--- Seitentext ---

Sonntag, 27. Juni 2010

Moby-Dick


Heute vor 54 Jahren hatte John Hustons Moby-Dick Verfilmung Premiere. Fiel, trotz des künstlerischen Aufwandes bei Kritik und Publikum, glatt durch. Man lobte Orson Welles's Auftritt als Father Mapple, aber Gregory Pecks Ahab konnte keinen begeistern. Am wenigsten Leslie A. Fiedler, den wilden Mann der amerikanischen Literaturkritik. Gregory Peck hätte besser des Wal gespielt, höhnte er in seinem Buch Waiting for the End. Fiedler ist ein Mann der wunderbar gewagten Formulierungen, wie jeder weiß, der einmal sein fetziges Buch Love and Death in the American Novel gelesen hat. Fiedler hat auch einmal in einem Vortrag gesagt, dass die einzige überzeugende Frauenfigur in der amerikanischen Literatur der weiße Wal in Melvilles Roman Moby-Dick sei. Er hatte auch kein gutes Wort für John Barrymore übrig, der in den Moby-Dick Verfilmungen von 1926 und 1930 (die von 1930 ist eigentlich nur ein Tonfilm Remake der Version von 1926) den Kapitän Ahab als einen leicht irren John Barrymore gespielt hatte.

Enttäuschte Liebe hat in diesem Film Kapitän Ahab zur Jagd nach dem Wal gebracht, diesen love interest finden wir im Buch ja nun gar nicht, aber Barrymore hatte für seine jeweiligen Geliebten das Drehbuch umschreiben lassen. Wer interessiert sich schon für Herman Melville, wenn sich die ganze Welt der Traumfabrik Hollywood nur für John Barrymore interessiert? Dabei hatte sich John Huston mit dem Film große Mühe gegeben, er ist auch einer der wenigen amerikanischen Regisseure, der kommerzielle Interessen (zum Leidwesen der Studios) gegenüber der Originaltreue bei einer Literaturverfilmung zurückstellte. Die junge Journalistin Lillian Ross vom New Yorker hatte Hustons  Dreharbeiten von The Red Badge of Courage begleitet und darüber im New Yorker geschrieben. Die Reportage ist später in Buchform unter dem Titel Picture erschienen.

---

Arbeitsanweisungen:
(a) Beantworten Sie anhand des Beitrags über die Moby-Dick-Verfilmungen die folgenden Fragen:
(i) Wer spielte in John Hustons Verfilmung Father Mapple?
(ii) In welchem Buch höhnte Leslie A. Fiedler über Gregory Pecks Ahab?
(iii) Unter welchem Titel erschien die Reportage von Lillian Ross in Buchform?
(b) Führen Sie sämtliche Buchtitel auf, die der Beitrag über die Moby-Dick-Verfilmungen nennt.
(c) Setzen Sie den Beitrag über die Moby-Dick-Verfilmungen im Anschluss an seinen letzten Satz fort.
Die anschließenden Zeilen stehen für sich und gehören nicht zum Beitrag über die Moby-Dick-Verfilmungen.

--- Extrahierte Einträge ---

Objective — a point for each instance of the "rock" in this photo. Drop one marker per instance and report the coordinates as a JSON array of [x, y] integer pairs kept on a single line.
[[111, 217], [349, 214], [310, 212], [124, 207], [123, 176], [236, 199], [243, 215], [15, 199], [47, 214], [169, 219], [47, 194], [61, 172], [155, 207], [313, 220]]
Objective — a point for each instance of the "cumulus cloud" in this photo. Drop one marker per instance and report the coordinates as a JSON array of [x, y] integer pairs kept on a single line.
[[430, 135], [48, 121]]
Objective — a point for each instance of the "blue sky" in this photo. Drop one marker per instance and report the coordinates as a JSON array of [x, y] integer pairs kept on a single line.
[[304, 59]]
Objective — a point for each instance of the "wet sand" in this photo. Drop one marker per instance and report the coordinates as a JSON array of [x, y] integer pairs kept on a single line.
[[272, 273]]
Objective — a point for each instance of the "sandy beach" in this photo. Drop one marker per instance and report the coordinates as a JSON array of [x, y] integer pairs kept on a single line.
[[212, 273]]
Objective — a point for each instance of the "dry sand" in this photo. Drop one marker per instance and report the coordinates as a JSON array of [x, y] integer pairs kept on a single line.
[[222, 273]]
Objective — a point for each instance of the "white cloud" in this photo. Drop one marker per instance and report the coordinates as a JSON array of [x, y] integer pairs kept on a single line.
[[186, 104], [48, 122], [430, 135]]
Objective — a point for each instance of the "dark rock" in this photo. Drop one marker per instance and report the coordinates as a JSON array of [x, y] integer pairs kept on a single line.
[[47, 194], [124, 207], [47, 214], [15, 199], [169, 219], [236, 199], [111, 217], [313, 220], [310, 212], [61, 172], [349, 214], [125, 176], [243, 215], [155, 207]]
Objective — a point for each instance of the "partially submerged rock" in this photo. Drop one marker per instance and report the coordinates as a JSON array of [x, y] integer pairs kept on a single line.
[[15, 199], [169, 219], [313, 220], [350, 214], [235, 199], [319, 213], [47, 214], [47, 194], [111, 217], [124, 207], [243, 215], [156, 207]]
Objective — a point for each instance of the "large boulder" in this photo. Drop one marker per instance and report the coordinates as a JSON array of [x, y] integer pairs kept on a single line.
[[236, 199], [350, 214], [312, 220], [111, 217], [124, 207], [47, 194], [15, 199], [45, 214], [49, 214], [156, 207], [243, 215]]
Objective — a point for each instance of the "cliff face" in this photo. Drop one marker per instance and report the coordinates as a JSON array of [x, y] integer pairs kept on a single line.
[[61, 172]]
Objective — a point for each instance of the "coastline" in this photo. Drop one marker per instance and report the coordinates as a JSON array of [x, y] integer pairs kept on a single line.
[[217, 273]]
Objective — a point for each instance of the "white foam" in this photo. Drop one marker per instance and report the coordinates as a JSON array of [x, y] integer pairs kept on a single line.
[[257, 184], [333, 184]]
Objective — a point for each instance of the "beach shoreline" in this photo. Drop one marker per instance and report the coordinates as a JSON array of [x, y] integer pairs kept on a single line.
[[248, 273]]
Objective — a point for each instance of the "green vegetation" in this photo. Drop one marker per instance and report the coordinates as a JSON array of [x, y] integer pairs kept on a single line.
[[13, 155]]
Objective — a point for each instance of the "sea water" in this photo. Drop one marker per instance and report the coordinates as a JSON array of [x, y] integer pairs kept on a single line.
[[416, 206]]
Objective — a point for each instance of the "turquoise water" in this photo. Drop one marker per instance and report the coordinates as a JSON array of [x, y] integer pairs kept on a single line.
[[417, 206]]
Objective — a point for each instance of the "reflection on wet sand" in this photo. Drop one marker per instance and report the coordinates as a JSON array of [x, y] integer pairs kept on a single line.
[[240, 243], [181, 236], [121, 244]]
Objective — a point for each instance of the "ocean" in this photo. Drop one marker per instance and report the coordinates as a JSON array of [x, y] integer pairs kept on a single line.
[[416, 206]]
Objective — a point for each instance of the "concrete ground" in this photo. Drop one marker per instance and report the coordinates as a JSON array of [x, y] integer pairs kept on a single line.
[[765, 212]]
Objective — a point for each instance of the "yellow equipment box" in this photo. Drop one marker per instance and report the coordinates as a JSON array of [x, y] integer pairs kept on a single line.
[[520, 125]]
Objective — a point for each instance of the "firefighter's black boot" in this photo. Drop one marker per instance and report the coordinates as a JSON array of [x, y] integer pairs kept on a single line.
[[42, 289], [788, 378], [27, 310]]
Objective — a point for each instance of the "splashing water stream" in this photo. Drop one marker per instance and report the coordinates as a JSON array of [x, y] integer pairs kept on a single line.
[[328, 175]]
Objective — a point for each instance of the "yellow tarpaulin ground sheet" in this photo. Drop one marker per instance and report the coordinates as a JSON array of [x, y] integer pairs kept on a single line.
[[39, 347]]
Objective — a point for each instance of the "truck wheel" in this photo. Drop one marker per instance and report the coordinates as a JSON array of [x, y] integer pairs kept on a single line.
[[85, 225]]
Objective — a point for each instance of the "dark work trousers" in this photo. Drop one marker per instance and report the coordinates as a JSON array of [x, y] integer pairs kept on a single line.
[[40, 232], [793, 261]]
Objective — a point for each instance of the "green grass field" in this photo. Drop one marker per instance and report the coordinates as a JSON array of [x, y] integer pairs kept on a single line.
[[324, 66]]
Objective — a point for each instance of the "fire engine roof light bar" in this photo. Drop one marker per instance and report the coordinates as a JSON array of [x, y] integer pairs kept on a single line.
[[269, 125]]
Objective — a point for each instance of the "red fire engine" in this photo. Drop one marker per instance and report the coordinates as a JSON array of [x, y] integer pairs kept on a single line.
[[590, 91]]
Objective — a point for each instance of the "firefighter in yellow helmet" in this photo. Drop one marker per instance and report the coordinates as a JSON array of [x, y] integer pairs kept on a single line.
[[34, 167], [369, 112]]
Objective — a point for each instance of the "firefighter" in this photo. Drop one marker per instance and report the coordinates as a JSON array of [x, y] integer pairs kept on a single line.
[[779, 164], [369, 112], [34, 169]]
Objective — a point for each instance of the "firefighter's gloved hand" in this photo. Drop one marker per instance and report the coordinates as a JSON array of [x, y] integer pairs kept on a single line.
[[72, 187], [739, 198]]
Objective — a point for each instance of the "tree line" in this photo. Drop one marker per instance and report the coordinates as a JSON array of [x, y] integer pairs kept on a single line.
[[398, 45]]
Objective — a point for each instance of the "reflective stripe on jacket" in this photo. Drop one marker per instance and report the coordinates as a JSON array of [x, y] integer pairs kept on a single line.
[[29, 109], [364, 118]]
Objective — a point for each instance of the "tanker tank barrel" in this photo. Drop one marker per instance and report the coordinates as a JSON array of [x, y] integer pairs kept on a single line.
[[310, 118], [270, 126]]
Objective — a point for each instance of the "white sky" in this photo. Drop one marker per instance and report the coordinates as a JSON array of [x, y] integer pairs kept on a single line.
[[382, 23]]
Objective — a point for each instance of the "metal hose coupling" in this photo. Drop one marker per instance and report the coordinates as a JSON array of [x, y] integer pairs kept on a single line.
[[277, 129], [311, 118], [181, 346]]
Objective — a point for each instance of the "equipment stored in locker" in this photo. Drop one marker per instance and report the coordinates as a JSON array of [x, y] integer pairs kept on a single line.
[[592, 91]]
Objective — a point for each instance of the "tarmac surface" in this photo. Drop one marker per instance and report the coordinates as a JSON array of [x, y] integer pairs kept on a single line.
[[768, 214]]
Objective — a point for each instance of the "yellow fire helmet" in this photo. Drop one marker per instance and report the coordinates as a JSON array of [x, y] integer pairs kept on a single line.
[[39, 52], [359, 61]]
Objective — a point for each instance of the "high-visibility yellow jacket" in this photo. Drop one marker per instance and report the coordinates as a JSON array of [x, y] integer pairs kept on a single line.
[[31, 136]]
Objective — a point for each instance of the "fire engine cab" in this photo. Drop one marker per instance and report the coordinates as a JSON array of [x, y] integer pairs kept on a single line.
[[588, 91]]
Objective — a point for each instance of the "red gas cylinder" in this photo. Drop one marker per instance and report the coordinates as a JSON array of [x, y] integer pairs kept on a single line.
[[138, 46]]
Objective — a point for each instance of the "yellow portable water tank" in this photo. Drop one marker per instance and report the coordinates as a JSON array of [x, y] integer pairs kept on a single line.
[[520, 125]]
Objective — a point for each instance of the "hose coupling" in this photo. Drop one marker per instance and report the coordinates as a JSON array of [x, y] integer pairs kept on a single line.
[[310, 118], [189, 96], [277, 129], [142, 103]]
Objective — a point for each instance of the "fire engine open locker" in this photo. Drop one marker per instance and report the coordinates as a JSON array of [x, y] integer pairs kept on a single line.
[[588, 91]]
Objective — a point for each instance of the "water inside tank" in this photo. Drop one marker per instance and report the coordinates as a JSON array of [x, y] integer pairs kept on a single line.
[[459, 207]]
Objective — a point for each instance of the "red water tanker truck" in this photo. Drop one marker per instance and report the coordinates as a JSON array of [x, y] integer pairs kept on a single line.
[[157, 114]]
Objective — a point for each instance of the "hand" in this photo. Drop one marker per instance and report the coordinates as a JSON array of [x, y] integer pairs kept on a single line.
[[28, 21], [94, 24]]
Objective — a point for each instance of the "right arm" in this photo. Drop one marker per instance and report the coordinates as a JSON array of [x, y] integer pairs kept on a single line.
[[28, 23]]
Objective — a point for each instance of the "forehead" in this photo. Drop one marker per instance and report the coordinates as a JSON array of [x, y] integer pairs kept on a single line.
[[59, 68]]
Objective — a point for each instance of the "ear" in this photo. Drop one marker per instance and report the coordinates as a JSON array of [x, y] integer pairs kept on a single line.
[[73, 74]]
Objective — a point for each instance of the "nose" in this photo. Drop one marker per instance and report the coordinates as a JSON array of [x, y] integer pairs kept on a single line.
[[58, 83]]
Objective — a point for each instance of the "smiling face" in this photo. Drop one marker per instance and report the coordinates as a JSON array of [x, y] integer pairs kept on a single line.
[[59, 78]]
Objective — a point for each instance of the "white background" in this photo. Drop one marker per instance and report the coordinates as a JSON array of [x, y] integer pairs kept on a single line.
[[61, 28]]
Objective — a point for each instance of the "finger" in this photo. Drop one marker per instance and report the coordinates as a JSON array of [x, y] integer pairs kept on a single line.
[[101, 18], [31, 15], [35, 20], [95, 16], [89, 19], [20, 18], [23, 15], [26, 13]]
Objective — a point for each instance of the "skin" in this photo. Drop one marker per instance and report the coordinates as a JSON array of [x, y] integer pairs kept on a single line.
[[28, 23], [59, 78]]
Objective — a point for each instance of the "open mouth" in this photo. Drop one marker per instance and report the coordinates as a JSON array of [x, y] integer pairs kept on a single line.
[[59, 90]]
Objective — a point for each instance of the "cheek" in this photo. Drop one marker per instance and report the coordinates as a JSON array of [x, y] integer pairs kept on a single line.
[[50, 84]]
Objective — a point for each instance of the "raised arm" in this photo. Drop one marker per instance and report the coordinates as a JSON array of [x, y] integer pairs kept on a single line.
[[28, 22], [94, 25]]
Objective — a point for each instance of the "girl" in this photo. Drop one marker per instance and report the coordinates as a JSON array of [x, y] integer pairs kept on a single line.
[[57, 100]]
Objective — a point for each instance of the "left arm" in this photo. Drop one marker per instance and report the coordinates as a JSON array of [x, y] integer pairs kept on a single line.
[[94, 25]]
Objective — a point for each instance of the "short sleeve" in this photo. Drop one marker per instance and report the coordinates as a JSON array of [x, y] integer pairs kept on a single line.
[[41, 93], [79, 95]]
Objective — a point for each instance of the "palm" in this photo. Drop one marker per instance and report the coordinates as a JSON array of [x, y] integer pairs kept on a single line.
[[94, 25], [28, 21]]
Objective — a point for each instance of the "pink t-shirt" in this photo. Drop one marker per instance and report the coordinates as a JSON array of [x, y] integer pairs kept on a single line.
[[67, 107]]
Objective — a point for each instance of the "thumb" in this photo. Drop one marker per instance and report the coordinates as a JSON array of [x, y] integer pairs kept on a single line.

---

Lösungen:
(a)
(i) Orson Welles
(ii) Waiting for the End
(iii) Picture

(b)
- Waiting for the End
- Love and Death in the American Novel
- Moby-Dick
- Picture

(c)
Es ist eins der besten Bücher, die über eine Literaturverfilmung geschrieben worden sind (man kann es heute noch kaufen und die deutsche Übersetzung Film gibt es bei Amazon ab 0,47 €). Und man merkt bei Ross (die zwei Jahre zuvor im New Yorker die Macho Attitüden von Hemingway demontiert hatte) auf jeder Seite, wie Huston gegen das Studio um den Originaltext kämpft. Huston wird (wie jeder Leser von Moby-Dick weiß) gewusst haben, dass Moby-Dick unverfilmbar ist, aber er hat versucht, das Unmögliche möglich zu machen. Sein Film ist nicht nur eine einfache Abenteuergeschichte. Dafür hat schon sein Drehbuchautor gesorgt, kein Hollywood Profi, sondern Ray Bradbury, der gerade Fahrenheit 451 geschrieben hatte. Und auch für die Filmmusik hatte Huston auf jemanden gesetzt, der nichts mit Hollywood zu tun hatte. Der englische Komponist Philip Sainton schrieb die Musik, die ein wenig an Debussy, Delius und Korngold erinnert. Das Label Marco Polo hat 1998 die Filmmusik von Philip Sainton auf einer CD herausgebracht. Die Dreharbeiten dauerten drei Jahre, fünfzig Prozent waren Aussenaufnahmen in Irland, vor der Küste von Wales und vor Madeira (alles, was im Roman im Pazifik spielt, wurde dort gedreht). Die andere Hälfte wurde in den Elstree Studios in London gedreht. Nichts in Amerika. John Huston, der seit 1947 die Hexenjagd der HUAC Komitees bekämpft hat, ist jetzt irischer Staatsbürger.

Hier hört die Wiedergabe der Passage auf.